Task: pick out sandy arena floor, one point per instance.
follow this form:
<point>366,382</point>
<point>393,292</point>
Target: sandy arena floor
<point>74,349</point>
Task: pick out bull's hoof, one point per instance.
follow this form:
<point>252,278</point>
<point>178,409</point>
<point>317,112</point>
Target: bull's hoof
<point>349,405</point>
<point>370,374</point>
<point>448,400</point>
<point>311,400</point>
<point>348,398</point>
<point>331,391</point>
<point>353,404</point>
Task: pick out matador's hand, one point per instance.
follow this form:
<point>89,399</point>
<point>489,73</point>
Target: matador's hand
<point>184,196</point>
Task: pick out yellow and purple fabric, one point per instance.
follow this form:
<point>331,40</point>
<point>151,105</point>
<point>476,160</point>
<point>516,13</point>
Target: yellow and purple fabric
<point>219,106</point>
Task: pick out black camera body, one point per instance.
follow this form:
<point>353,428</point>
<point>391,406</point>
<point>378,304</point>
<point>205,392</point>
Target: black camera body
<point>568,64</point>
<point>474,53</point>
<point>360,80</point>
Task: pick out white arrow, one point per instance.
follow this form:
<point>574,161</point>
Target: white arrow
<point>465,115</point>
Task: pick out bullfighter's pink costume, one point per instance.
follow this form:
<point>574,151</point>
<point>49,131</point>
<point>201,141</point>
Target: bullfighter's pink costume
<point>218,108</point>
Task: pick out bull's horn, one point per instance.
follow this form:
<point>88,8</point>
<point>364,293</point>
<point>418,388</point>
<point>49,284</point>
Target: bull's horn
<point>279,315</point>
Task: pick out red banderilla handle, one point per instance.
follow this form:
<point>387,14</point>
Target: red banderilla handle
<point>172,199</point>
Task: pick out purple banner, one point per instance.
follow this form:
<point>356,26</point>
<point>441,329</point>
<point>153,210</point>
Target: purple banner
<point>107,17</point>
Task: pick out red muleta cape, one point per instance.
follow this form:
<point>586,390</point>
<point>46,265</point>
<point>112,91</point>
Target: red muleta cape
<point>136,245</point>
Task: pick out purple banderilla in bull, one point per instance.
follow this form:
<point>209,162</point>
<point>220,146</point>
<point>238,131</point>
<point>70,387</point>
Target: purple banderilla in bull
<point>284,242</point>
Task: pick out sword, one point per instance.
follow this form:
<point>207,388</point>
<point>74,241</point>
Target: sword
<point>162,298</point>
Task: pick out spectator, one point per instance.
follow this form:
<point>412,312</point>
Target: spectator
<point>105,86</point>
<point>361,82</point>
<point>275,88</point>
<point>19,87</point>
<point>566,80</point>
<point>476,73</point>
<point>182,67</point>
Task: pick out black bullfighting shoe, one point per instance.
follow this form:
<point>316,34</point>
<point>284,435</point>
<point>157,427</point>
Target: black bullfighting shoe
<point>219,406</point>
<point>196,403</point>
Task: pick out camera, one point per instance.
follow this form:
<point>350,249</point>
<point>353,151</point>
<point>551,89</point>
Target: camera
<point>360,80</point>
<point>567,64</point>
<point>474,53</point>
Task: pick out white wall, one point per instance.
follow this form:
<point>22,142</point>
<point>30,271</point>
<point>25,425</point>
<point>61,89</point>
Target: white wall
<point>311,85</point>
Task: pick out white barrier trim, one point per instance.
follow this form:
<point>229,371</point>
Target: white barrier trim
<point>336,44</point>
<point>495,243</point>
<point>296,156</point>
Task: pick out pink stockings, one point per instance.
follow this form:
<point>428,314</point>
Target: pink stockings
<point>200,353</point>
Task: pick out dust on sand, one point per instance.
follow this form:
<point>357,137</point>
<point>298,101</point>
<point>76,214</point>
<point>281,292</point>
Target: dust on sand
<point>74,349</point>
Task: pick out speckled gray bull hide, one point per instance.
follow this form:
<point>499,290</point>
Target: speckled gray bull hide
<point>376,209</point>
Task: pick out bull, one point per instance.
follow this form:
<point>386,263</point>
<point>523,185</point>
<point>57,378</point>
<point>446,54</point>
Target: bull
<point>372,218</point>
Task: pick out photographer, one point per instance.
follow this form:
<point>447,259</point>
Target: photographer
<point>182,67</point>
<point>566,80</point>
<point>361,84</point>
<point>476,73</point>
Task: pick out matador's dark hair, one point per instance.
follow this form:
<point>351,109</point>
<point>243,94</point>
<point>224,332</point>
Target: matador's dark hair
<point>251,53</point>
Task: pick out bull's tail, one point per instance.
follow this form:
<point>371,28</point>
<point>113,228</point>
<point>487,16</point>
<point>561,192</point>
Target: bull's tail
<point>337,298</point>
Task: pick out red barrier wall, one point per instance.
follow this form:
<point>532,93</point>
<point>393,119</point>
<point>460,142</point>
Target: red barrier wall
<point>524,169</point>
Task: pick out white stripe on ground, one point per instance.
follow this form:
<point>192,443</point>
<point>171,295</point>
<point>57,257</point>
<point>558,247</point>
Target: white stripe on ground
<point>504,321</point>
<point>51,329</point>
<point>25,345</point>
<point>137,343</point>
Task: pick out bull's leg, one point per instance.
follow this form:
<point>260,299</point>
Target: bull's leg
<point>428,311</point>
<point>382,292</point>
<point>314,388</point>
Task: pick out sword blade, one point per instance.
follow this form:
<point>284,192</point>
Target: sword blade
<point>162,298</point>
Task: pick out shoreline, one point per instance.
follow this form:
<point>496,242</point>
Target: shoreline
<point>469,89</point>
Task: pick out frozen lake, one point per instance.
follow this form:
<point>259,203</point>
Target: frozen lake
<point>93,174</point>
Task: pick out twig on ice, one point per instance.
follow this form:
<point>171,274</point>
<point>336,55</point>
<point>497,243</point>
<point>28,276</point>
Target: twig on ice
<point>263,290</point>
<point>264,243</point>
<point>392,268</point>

------------------------------------------------------------------------

-- EXERCISE BRIEF --
Rewrite the stretch from the line containing "Task: pick out white stripe" through the end of the entries, changing every "one point per instance" to "one point for each instance" and leaving everything else the same.

-- RESULT OF THE EXERCISE --
Task: pick out white stripe on ground, one point for each instance.
follow this form:
<point>192,443</point>
<point>171,295</point>
<point>57,257</point>
<point>558,247</point>
Target: white stripe on ground
<point>504,321</point>
<point>51,329</point>
<point>25,345</point>
<point>137,343</point>
Task: pick out bull's leg, one point for each instance.
follow this form:
<point>260,299</point>
Target: bull's leg
<point>428,311</point>
<point>382,292</point>
<point>314,388</point>
Task: pick out sword blade, one point for each instance.
follow this form:
<point>284,192</point>
Target: sword blade
<point>162,298</point>
Task: pick out shoreline, one point for each instance.
follow this form:
<point>496,242</point>
Target: shoreline
<point>469,89</point>
Task: pick out frozen lake, one point for each instance.
follow this form:
<point>259,203</point>
Target: frozen lake
<point>93,174</point>
Task: pick out twig on ice, one point for each instance.
follow this form:
<point>171,274</point>
<point>336,55</point>
<point>497,243</point>
<point>28,276</point>
Target: twig on ice
<point>263,290</point>
<point>264,243</point>
<point>392,268</point>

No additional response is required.